EXERCISE PROMPT
Copy all lines in the data that contain the string "woman".

MATERIAL SHOWN
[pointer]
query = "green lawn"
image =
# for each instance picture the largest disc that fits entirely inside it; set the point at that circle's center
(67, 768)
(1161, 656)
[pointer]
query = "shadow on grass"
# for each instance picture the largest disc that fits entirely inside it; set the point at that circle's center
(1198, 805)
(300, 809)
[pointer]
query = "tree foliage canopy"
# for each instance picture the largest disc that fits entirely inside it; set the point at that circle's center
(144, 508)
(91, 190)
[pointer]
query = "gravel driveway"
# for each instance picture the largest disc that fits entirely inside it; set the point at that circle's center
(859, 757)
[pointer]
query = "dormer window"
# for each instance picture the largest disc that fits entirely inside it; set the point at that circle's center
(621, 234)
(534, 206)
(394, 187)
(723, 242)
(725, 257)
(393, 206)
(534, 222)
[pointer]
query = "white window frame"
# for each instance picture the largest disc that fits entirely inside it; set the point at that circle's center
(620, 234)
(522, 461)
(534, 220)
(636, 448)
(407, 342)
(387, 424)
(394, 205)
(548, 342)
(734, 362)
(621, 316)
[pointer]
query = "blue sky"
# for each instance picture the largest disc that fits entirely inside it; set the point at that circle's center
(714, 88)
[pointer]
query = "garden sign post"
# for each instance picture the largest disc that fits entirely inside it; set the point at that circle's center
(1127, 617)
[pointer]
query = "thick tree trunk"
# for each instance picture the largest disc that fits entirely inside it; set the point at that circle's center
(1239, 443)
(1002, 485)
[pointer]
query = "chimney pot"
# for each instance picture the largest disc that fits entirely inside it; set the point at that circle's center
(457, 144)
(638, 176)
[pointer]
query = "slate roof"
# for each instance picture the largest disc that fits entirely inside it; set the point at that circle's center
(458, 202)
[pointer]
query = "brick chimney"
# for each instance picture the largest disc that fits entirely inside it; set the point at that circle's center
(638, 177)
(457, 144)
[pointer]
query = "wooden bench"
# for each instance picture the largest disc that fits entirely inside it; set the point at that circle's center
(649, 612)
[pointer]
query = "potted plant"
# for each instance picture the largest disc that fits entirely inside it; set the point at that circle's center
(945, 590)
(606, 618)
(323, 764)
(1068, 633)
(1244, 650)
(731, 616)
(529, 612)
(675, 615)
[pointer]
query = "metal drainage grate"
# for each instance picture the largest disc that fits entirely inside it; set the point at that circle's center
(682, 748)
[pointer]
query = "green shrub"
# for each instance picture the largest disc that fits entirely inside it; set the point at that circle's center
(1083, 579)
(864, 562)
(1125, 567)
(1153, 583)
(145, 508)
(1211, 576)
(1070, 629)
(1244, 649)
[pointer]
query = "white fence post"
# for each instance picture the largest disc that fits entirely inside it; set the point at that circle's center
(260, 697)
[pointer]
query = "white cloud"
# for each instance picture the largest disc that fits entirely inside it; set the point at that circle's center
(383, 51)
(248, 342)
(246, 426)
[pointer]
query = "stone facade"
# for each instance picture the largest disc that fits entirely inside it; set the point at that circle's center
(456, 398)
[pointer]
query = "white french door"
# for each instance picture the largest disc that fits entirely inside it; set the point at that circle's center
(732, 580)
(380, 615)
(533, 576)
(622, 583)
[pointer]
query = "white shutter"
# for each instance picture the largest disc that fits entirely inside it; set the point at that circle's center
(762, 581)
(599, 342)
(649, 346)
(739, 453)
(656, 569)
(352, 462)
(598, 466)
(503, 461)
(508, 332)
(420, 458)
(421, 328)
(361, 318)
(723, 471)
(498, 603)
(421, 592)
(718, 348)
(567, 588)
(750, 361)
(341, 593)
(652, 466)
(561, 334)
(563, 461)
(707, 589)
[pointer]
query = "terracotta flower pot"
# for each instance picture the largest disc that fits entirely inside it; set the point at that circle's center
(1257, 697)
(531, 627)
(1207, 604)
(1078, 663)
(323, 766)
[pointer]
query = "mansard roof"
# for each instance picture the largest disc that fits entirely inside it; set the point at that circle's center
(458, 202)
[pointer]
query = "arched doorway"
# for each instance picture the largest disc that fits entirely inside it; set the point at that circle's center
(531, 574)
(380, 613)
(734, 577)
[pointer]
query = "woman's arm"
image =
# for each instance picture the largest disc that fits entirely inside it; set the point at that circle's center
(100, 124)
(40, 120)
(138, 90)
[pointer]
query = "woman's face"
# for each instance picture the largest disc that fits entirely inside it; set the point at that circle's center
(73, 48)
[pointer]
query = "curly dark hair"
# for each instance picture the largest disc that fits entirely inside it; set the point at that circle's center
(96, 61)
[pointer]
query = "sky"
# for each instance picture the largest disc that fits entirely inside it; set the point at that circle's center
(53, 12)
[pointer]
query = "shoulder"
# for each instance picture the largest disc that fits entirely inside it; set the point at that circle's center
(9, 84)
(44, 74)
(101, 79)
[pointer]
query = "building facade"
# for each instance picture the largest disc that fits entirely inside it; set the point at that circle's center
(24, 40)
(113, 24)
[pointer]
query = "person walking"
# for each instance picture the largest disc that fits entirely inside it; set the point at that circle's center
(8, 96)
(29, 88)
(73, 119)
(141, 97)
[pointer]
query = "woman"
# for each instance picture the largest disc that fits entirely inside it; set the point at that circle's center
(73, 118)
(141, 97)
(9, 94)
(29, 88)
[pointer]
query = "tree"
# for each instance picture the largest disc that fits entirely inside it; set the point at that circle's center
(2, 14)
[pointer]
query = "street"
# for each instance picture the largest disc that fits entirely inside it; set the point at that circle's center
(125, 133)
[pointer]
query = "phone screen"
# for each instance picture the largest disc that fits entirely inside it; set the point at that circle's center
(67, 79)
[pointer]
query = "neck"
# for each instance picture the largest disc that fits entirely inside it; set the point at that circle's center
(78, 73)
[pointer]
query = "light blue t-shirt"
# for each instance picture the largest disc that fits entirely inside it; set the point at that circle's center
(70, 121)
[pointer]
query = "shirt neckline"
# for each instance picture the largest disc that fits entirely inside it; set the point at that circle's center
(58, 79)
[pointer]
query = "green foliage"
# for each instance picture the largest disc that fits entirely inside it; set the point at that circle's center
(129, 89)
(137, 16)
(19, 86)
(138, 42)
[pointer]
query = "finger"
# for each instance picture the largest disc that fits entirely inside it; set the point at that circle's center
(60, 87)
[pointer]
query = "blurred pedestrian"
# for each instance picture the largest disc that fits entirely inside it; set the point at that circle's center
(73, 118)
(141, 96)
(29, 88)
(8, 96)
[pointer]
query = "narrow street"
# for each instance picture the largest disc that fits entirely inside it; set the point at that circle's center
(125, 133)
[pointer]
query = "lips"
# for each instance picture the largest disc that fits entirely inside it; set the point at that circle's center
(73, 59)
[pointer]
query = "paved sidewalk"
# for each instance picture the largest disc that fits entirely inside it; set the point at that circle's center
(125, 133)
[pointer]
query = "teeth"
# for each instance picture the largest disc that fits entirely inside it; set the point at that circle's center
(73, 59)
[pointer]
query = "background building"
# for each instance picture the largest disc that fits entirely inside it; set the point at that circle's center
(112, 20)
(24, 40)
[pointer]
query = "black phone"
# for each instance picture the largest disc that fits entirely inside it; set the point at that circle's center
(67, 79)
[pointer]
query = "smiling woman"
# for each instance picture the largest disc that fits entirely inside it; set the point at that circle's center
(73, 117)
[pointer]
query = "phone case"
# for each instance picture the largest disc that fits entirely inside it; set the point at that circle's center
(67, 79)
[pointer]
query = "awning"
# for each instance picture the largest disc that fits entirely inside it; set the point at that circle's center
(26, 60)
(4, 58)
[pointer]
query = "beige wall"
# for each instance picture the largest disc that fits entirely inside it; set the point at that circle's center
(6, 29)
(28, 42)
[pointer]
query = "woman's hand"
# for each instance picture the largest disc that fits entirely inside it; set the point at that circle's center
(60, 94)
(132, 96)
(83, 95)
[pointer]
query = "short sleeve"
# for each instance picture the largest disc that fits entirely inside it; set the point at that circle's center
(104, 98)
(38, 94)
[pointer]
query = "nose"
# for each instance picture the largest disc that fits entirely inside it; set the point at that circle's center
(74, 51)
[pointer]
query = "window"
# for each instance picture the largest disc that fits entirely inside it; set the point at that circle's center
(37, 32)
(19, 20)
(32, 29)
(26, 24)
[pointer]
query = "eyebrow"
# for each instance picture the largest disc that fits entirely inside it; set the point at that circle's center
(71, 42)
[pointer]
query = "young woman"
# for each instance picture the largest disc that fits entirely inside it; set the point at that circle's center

SOLVED EXERCISE
query = "woman's arm"
query = "woman's face"
query = "woman"
query = "smiling woman"
query = "woman's hand"
query = "young woman"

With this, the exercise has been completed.